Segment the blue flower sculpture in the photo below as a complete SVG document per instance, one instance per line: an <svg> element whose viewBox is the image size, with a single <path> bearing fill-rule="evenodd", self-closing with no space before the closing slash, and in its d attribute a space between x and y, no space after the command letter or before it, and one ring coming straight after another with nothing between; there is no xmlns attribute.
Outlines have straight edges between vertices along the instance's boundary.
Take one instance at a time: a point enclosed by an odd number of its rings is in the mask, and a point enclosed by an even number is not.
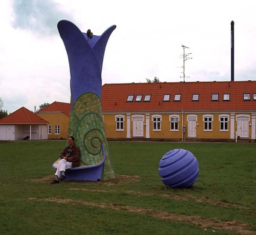
<svg viewBox="0 0 256 235"><path fill-rule="evenodd" d="M116 177L111 163L102 120L101 71L106 43L114 25L101 36L82 33L72 22L60 20L58 30L68 54L70 70L71 110L68 135L73 136L81 150L84 170L95 174L98 165L100 179ZM96 170L97 171L97 170ZM80 173L79 173L80 174ZM99 174L98 172L97 174ZM89 174L90 175L90 174ZM83 180L91 180L78 177Z"/></svg>

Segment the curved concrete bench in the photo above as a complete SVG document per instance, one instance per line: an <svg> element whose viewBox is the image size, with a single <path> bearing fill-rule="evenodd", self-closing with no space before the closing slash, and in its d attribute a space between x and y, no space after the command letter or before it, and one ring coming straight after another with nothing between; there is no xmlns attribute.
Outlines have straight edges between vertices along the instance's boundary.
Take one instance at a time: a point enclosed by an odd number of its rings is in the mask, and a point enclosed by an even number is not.
<svg viewBox="0 0 256 235"><path fill-rule="evenodd" d="M102 146L103 159L99 164L87 166L81 164L77 167L67 169L65 172L66 179L67 180L91 180L96 181L103 179L104 162L105 162L105 151ZM57 169L60 161L59 158L52 164L54 169Z"/></svg>

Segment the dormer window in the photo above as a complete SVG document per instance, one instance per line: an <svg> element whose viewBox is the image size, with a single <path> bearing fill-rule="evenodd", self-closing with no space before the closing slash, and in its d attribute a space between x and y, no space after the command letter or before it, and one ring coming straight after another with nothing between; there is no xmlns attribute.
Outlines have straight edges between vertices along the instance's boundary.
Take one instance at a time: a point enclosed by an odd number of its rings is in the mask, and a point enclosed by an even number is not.
<svg viewBox="0 0 256 235"><path fill-rule="evenodd" d="M250 100L250 93L244 93L244 100Z"/></svg>
<svg viewBox="0 0 256 235"><path fill-rule="evenodd" d="M142 99L142 95L137 95L135 101L137 102L141 101Z"/></svg>
<svg viewBox="0 0 256 235"><path fill-rule="evenodd" d="M163 96L163 101L169 101L170 100L170 95L164 95Z"/></svg>
<svg viewBox="0 0 256 235"><path fill-rule="evenodd" d="M180 94L176 94L174 96L174 101L180 101L180 96L181 96Z"/></svg>
<svg viewBox="0 0 256 235"><path fill-rule="evenodd" d="M211 100L213 101L218 101L219 100L219 94L212 94Z"/></svg>
<svg viewBox="0 0 256 235"><path fill-rule="evenodd" d="M150 101L150 99L151 98L151 95L146 95L145 97L144 97L144 101L149 102Z"/></svg>
<svg viewBox="0 0 256 235"><path fill-rule="evenodd" d="M133 97L134 97L134 95L129 95L127 97L127 102L133 102Z"/></svg>
<svg viewBox="0 0 256 235"><path fill-rule="evenodd" d="M192 98L192 100L193 101L198 101L199 100L199 94L193 94L193 97Z"/></svg>
<svg viewBox="0 0 256 235"><path fill-rule="evenodd" d="M223 100L229 100L229 94L223 94Z"/></svg>

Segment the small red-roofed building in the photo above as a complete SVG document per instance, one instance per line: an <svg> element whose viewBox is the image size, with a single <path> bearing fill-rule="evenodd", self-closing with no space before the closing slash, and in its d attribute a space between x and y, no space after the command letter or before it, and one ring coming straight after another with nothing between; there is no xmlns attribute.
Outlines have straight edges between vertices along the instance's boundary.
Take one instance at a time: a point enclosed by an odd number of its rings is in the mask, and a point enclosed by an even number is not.
<svg viewBox="0 0 256 235"><path fill-rule="evenodd" d="M0 140L48 139L49 122L22 107L0 119Z"/></svg>
<svg viewBox="0 0 256 235"><path fill-rule="evenodd" d="M105 84L109 140L255 139L256 81Z"/></svg>
<svg viewBox="0 0 256 235"><path fill-rule="evenodd" d="M49 122L49 139L67 138L70 111L70 103L55 101L37 112L37 115Z"/></svg>

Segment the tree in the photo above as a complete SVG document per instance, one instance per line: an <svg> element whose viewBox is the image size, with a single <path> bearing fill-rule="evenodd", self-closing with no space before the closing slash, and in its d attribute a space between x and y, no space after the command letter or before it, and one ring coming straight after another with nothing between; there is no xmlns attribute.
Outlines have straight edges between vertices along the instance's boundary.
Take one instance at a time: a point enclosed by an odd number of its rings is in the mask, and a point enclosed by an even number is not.
<svg viewBox="0 0 256 235"><path fill-rule="evenodd" d="M147 78L146 78L146 81L147 81L147 82L148 82L148 83L150 83L150 82L160 82L160 81L159 81L159 79L157 78L157 77L155 77L154 78L154 80L153 80L152 81L151 81L151 80L148 79Z"/></svg>
<svg viewBox="0 0 256 235"><path fill-rule="evenodd" d="M40 110L42 110L44 108L46 108L46 106L49 105L50 104L49 103L44 103L40 105L39 106L39 110L38 110L36 112L39 112Z"/></svg>
<svg viewBox="0 0 256 235"><path fill-rule="evenodd" d="M5 111L4 110L0 110L0 119L8 115L8 114L7 113L7 111Z"/></svg>
<svg viewBox="0 0 256 235"><path fill-rule="evenodd" d="M7 111L2 110L3 106L4 106L4 102L0 98L0 119L8 115L8 114L7 113Z"/></svg>

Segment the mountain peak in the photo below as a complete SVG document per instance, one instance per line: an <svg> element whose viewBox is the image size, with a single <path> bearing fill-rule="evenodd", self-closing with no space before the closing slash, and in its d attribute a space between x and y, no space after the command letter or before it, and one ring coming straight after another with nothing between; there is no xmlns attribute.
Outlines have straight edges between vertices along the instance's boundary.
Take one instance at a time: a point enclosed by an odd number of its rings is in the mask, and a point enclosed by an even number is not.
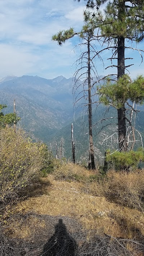
<svg viewBox="0 0 144 256"><path fill-rule="evenodd" d="M6 81L9 81L10 80L12 80L14 78L17 78L18 77L14 76L13 75L8 75L6 76L5 76L0 80L0 83L3 83L3 82L6 82Z"/></svg>
<svg viewBox="0 0 144 256"><path fill-rule="evenodd" d="M54 78L53 80L54 82L57 82L59 83L64 78L66 78L66 77L65 77L64 76L59 76L57 77L55 77L55 78Z"/></svg>

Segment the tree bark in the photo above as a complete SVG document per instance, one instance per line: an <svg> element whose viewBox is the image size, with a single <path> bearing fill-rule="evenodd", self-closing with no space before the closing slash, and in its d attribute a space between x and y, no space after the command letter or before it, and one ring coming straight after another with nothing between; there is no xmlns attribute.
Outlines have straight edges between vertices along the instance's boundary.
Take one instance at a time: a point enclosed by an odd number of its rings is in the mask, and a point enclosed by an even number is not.
<svg viewBox="0 0 144 256"><path fill-rule="evenodd" d="M75 143L73 140L73 123L72 123L72 161L73 163L75 163Z"/></svg>
<svg viewBox="0 0 144 256"><path fill-rule="evenodd" d="M119 0L118 3L118 19L122 23L125 22L123 18L125 12L125 1ZM125 73L125 38L123 36L118 38L117 42L117 79ZM120 151L127 151L126 137L126 109L125 103L117 110L119 149Z"/></svg>
<svg viewBox="0 0 144 256"><path fill-rule="evenodd" d="M91 108L91 85L90 81L90 38L87 39L87 51L88 51L88 94L89 94L89 140L90 155L91 157L91 167L93 169L95 169L95 163L94 157L94 149L93 144L93 133L92 133L92 113Z"/></svg>

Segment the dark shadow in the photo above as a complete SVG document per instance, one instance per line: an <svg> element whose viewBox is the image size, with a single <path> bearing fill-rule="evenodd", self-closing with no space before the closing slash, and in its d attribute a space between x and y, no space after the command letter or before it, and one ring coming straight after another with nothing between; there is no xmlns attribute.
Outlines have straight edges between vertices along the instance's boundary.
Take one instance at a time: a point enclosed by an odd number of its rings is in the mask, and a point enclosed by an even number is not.
<svg viewBox="0 0 144 256"><path fill-rule="evenodd" d="M59 219L55 229L54 233L44 246L41 256L75 256L76 243L67 232L62 220Z"/></svg>

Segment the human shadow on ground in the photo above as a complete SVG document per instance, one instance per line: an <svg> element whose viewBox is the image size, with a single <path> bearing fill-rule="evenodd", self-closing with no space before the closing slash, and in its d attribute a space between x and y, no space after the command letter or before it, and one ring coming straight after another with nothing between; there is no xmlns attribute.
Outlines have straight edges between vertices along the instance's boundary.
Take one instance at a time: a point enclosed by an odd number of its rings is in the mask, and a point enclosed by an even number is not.
<svg viewBox="0 0 144 256"><path fill-rule="evenodd" d="M54 233L44 245L41 256L75 256L76 242L67 230L62 219L55 228Z"/></svg>

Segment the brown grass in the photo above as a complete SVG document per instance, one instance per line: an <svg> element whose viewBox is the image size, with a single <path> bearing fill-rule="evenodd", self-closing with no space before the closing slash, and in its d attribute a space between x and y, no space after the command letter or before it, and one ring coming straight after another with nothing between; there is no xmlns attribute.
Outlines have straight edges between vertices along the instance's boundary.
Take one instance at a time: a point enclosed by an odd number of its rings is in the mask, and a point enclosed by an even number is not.
<svg viewBox="0 0 144 256"><path fill-rule="evenodd" d="M100 182L95 182L87 185L87 191L93 195L103 196L110 201L143 211L143 170L129 173L110 171Z"/></svg>

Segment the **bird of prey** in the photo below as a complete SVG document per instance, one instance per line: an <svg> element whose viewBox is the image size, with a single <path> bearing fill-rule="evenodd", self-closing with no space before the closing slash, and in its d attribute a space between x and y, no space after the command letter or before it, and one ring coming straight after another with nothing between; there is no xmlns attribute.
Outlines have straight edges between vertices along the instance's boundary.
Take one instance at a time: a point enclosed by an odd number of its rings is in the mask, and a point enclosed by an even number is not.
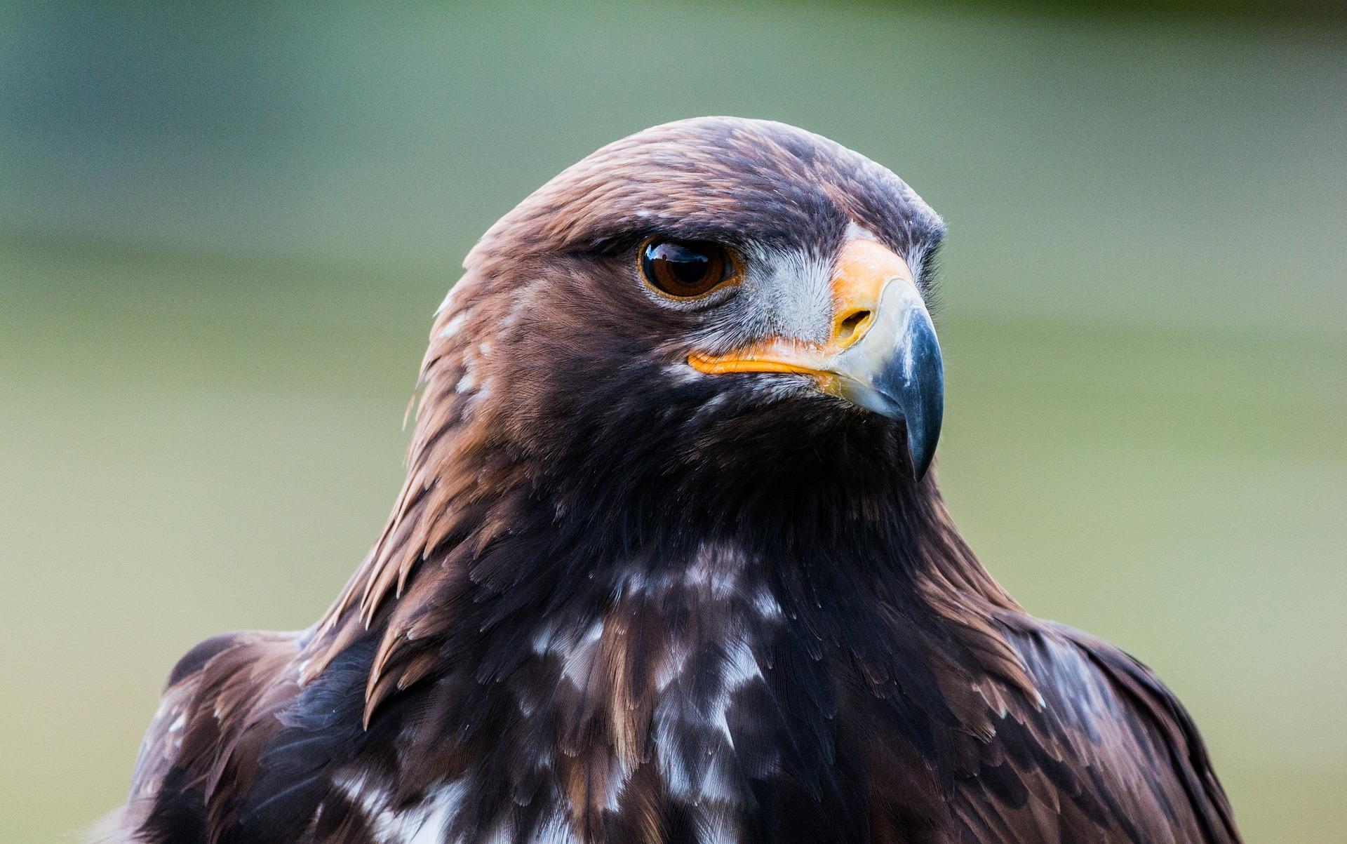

________

- **TASK REQUIREMENTS**
Quote the lines above word for word, starting with the line that contains "Segment the mountain" and ending with the line that contains "108L91 85L90 81L90", both included. Leave any picture out of your answer.

- **CORRECT OUTPUT**
Segment the mountain peak in the photo below as a complete SVG document per instance, one instance per line: an <svg> element whose viewBox is the image size, with a single <path> bearing fill-rule="evenodd", self-closing with no space before the closing slash, and in its d attribute a space between x and y, no space after the command letter or before it, and one ring coming straight after another with nothing between; there is no xmlns attribute.
Outlines have straight edges between vertices along the instance's boundary.
Take one instance at a time: a point enclosed by an odd number of its rings is in the mask, and a point enclosed by an even number is not.
<svg viewBox="0 0 144 256"><path fill-rule="evenodd" d="M6 81L9 81L10 80L12 80L14 78L17 78L18 77L14 76L13 75L8 75L6 76L5 76L0 80L0 83L3 83L3 82L6 82Z"/></svg>
<svg viewBox="0 0 144 256"><path fill-rule="evenodd" d="M54 78L53 80L54 82L57 82L59 83L64 78L66 78L66 77L65 77L64 76L59 76L57 77L55 77L55 78Z"/></svg>

Segment the tree bark in the photo above as a complete SVG document per instance, one instance per line: an <svg> element whose viewBox is the image size, with a single <path> bearing fill-rule="evenodd", self-closing with no space before the closing slash, and in its d attribute a space between x and y, no space after the command letter or before it, and one ring coming straight after another with nothing between; there is no xmlns attribute.
Outlines have straight edges between vertices along the instance's boundary.
Take one instance at a time: a point enclosed by an odd number of its rings is in the mask, and a point enclosed by an even number is not.
<svg viewBox="0 0 144 256"><path fill-rule="evenodd" d="M75 143L73 140L73 123L72 123L72 161L73 163L75 163Z"/></svg>
<svg viewBox="0 0 144 256"><path fill-rule="evenodd" d="M119 0L118 3L118 19L122 23L125 22L123 18L125 12L125 1ZM125 73L125 38L123 36L118 38L117 42L117 79ZM120 151L127 151L126 137L126 109L125 103L117 110L119 149Z"/></svg>
<svg viewBox="0 0 144 256"><path fill-rule="evenodd" d="M91 108L91 85L90 81L90 38L87 39L87 51L88 51L88 94L89 94L89 140L90 155L91 157L91 167L93 169L95 169L95 163L94 157L94 149L93 144L93 133L92 133L92 113Z"/></svg>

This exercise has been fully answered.